Selected excerpt:
^^^^^^^^^^^^^^^^

Doing a traditional trigger job calls for the sear primary (engagement) face to be cut perpendicular to a line from the center of the sear pin hole as shown here - https://forums.1911forum.com/showpost.php?p=11355114&postcount=30 . It doesn't matter which sear jig you use for this type trigger job as long as you can orient the sear nose correctly. Sear length is very important. You cannot keep stoning without risking making the sear too short, so careful setup is critical. Some sears are too short right out of the gun or baggy, so check it before wasting time on one that ain't right. If the length fro mthe center of the sear pin hole to the sear nose is less than .4015" get another sear. In fact I wouldn't even use one that short as any stoning would make it shorter.


This drawing is misleading. While it is preferable for the hammer hook to be at 90 degrees to the flat, it is not mandatory as a correctly mated hammer hook lands tip first on the sear nose. Yes, that is correct and poorly understood, so that "Properly Mated Sear-Hammer" drawing is wrong in the hammer - sear interface. When they are mated as shown in the drawing creep is impossible to eliminate. You will fight it until the cows come home. The tip of the hammer hook should have a .002-.003" radius. The secondary (escape) angle should be cut at a shallow angle to keep the sear from dropping deeper into engagement with the hammer. 45 degrees from the primary face is commonly recommended, but that is too much. It is simply an escape clearance cut. I use about 20 degrees on mine.

I've done hundreds of satisfactory jobs since the late 70s using this method, first with the Tom Wilson sear jig, then with some others less satisfactory, finally settling on the Ron Power Series 1 jig. I now use the Warner True Radius jig as I have found it to be the best of the best. It differs from this traditional method by stoning a radius on the sear nose providing the only truly neutral engagement setup.
 
Agree regarding subtle radiusing those edges. The diagram is from Brownells / Marvel 1911 Auto Sear Hammer Jig Instructions that should get the OP into the ball park.
 
Update on the post..... I got a new sear and checked my as received from factory jig for proper height setting of .417 and boy oh boy was it off. So I reset it to proper height using a starret depth micrometer. lightly polished the face of sear nose and stoned secondary break and I am left with a 5 pound 14 oz trigger pull with all Wilson parts. The hammer hooks are untouched so I assume weight will be reduced further if I mill the hooks at 90 deg and .020 in hook height?

I am also curious how do you accurately measure the .020 thousand land of the sear nose? I am using a caliper and have doubts of acuracy.
I am using a ed brown competition mainspring as well.
 
Lay a .020 feeler gauge on the lower step and stone down to it. My dad had a bunch of individual .020 feeler gauges from lawn mower points kits.
Try the trigger with the .020 hooks before trying to square the hooks.

^^^^^^^^^^^^^^^^

Items from a data source:
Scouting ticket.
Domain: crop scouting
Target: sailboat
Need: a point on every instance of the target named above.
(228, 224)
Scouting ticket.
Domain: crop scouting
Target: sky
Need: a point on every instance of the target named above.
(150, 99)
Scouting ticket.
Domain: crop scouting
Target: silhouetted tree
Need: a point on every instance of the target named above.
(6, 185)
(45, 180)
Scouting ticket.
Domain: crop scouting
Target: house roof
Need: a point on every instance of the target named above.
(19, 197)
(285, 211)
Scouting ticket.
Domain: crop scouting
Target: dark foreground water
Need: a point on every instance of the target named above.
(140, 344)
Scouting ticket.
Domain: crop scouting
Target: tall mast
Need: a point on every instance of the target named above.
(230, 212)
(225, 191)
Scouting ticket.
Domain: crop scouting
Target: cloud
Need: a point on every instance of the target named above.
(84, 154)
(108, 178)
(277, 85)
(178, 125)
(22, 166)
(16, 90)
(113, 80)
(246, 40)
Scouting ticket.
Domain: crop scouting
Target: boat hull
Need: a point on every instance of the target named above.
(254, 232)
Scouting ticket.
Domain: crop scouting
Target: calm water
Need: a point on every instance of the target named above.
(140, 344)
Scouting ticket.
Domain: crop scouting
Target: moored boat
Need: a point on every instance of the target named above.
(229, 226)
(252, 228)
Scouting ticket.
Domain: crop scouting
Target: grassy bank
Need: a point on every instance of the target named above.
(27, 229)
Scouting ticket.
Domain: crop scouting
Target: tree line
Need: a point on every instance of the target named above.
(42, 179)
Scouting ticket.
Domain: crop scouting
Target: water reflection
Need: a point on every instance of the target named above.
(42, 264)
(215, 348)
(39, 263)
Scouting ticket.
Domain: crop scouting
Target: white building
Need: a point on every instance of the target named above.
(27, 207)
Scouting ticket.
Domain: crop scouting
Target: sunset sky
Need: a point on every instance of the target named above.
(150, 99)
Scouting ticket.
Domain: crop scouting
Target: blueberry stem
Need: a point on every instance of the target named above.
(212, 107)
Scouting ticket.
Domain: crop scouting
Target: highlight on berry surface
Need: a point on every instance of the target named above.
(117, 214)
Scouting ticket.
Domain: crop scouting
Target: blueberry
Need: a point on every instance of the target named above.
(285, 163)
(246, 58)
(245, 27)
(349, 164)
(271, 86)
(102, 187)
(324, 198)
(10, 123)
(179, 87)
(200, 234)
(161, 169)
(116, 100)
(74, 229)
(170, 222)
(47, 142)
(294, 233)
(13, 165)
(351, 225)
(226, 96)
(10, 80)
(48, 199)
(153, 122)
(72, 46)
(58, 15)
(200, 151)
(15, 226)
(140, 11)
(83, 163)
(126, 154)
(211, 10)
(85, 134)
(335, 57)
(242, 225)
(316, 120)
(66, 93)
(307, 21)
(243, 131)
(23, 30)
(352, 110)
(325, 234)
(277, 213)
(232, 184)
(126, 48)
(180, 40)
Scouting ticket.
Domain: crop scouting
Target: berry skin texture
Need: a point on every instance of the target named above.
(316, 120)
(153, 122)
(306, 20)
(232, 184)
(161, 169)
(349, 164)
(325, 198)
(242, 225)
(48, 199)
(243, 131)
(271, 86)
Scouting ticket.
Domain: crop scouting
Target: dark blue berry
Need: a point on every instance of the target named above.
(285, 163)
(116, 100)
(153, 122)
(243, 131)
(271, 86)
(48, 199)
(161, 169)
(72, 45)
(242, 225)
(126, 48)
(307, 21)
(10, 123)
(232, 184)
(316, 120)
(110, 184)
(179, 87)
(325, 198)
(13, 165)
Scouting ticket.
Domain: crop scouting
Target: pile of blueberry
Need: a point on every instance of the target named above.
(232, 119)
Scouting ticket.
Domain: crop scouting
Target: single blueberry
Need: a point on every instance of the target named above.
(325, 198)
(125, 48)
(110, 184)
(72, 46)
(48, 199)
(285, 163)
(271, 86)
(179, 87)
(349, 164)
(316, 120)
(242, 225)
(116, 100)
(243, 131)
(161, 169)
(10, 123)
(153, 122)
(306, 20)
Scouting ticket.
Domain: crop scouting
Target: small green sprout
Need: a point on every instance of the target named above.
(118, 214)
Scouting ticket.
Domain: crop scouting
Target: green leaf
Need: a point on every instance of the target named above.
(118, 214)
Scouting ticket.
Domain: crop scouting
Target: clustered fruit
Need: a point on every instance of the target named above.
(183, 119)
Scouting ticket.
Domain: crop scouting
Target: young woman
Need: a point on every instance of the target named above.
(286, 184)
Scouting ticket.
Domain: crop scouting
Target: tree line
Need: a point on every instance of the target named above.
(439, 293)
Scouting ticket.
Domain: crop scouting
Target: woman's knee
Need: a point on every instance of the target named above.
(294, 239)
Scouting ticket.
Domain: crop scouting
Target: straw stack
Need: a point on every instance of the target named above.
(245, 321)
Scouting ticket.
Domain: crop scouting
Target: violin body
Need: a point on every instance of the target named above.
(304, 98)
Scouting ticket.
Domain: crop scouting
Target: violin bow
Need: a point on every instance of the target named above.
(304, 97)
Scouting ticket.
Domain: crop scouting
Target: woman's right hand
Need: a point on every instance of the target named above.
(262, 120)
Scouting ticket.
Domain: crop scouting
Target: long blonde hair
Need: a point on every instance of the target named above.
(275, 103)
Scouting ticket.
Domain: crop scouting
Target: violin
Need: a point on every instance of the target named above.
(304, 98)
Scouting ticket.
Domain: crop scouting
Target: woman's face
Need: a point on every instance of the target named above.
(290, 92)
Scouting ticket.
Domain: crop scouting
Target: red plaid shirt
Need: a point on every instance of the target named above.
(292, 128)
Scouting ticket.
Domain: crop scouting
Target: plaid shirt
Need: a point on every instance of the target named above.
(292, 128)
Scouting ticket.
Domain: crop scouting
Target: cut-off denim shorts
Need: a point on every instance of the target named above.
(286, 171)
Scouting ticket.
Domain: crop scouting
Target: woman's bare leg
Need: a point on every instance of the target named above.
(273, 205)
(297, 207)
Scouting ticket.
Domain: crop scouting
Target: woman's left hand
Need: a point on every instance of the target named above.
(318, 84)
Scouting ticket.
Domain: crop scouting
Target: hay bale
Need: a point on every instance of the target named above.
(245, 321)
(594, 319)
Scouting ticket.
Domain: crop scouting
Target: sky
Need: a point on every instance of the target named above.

^^^^^^^^^^^^^^^^

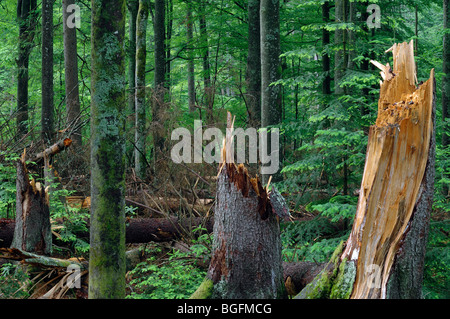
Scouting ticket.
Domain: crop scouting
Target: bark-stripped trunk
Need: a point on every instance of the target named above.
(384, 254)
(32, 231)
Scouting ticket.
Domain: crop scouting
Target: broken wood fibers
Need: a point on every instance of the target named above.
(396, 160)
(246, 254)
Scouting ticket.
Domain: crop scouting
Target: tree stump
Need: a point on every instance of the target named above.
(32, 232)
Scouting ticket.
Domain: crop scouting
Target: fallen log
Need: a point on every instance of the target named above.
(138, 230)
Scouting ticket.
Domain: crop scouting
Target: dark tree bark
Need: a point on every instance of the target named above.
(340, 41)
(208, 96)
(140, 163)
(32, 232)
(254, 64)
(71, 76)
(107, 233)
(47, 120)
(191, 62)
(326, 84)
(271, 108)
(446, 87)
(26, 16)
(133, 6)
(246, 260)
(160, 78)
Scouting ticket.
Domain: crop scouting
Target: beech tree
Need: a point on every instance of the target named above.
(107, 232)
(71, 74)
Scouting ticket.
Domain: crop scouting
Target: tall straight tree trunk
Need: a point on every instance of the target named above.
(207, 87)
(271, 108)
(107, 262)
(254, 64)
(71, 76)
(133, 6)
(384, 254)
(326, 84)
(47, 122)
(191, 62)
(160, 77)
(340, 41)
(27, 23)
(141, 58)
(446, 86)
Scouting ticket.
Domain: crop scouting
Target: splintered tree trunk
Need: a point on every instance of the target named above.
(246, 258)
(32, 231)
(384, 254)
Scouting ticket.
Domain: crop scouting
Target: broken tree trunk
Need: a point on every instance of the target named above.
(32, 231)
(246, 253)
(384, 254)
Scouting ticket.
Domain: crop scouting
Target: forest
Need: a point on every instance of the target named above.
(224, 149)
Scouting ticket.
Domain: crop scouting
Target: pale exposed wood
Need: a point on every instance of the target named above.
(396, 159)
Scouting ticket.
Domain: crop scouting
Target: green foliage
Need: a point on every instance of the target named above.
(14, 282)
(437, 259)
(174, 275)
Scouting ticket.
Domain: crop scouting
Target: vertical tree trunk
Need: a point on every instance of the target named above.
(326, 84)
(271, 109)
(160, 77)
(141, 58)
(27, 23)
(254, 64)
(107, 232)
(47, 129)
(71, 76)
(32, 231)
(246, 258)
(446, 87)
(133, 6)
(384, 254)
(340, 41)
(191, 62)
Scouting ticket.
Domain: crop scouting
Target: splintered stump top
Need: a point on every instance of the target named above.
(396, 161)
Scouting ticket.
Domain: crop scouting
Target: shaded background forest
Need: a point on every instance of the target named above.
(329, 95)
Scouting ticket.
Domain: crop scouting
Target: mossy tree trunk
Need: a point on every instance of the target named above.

^^^^^^^^^^^^^^^^

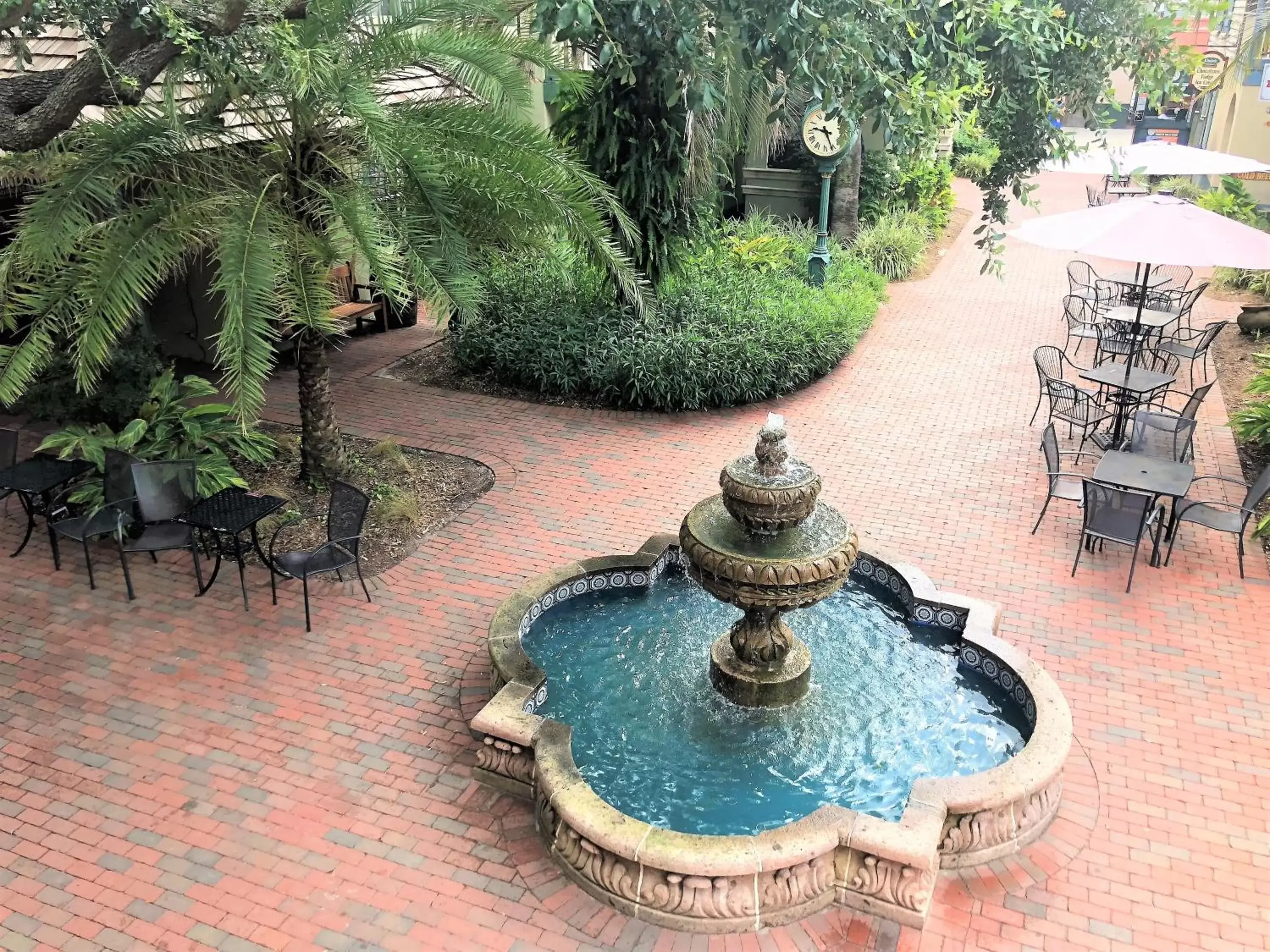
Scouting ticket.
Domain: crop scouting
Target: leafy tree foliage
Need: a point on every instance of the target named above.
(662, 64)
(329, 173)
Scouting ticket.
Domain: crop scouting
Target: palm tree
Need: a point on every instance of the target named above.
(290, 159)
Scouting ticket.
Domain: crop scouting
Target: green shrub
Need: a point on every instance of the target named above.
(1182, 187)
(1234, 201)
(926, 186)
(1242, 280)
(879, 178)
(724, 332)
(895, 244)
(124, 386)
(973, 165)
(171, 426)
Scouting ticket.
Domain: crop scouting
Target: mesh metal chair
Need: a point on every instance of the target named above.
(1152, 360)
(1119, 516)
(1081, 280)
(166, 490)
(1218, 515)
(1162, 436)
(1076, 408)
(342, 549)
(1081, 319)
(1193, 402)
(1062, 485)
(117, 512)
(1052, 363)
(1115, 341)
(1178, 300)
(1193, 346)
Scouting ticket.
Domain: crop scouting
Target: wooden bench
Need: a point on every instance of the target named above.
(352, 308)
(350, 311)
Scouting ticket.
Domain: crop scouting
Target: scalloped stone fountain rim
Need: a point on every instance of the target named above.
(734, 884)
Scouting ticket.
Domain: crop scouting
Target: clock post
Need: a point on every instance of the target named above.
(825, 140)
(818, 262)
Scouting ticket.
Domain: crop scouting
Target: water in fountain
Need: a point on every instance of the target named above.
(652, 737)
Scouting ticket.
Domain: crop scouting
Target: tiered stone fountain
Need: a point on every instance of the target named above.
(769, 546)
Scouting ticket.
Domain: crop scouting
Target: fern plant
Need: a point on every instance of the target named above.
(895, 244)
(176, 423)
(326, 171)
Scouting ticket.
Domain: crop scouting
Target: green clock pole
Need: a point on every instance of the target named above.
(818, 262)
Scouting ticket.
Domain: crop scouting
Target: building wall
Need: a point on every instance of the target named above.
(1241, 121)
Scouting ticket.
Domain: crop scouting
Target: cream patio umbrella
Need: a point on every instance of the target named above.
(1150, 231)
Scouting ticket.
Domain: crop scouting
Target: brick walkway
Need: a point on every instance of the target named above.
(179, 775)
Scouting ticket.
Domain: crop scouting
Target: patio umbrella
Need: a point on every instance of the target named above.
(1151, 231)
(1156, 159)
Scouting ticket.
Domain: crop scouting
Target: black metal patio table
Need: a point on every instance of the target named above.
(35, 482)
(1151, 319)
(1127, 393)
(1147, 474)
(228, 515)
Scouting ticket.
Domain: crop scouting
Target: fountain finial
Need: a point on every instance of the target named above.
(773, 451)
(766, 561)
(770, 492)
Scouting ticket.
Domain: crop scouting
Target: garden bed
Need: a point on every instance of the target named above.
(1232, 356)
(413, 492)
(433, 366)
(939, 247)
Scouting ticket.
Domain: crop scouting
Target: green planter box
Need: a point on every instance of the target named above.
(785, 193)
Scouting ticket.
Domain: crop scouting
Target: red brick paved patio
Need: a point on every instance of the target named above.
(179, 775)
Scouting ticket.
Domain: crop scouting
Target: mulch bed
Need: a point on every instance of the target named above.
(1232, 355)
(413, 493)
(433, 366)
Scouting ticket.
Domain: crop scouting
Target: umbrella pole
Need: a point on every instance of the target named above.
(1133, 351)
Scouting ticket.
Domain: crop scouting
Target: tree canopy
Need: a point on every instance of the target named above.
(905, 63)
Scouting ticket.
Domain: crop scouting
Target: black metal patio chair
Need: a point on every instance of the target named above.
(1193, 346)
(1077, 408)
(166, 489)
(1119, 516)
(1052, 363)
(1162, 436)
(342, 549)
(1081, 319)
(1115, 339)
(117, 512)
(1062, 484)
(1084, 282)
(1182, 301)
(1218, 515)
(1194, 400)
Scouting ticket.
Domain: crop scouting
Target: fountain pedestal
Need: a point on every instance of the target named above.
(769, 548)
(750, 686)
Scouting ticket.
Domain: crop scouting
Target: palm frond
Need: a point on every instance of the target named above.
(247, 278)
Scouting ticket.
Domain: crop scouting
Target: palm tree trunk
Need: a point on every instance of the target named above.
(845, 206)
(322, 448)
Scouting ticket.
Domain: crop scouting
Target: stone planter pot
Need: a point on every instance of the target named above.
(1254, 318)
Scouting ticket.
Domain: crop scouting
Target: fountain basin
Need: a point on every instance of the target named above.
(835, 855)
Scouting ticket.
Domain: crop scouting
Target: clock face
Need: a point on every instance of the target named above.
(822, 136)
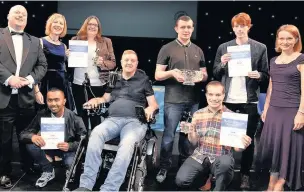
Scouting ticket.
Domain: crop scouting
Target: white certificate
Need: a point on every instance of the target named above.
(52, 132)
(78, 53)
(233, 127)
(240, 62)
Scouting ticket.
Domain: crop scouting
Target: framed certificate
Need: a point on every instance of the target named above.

^^^^^^^^^^^^^^^^

Objectives:
- A) In the trigger job text, about what angle does the writer use for the secondary (escape) cut?
- B) Find each line of the entries that contains the string "broken", and copy those lines out.

Final answers:
- A) About 20 degrees.

- B)
Target: broken wood fibers
Target: broken tree trunk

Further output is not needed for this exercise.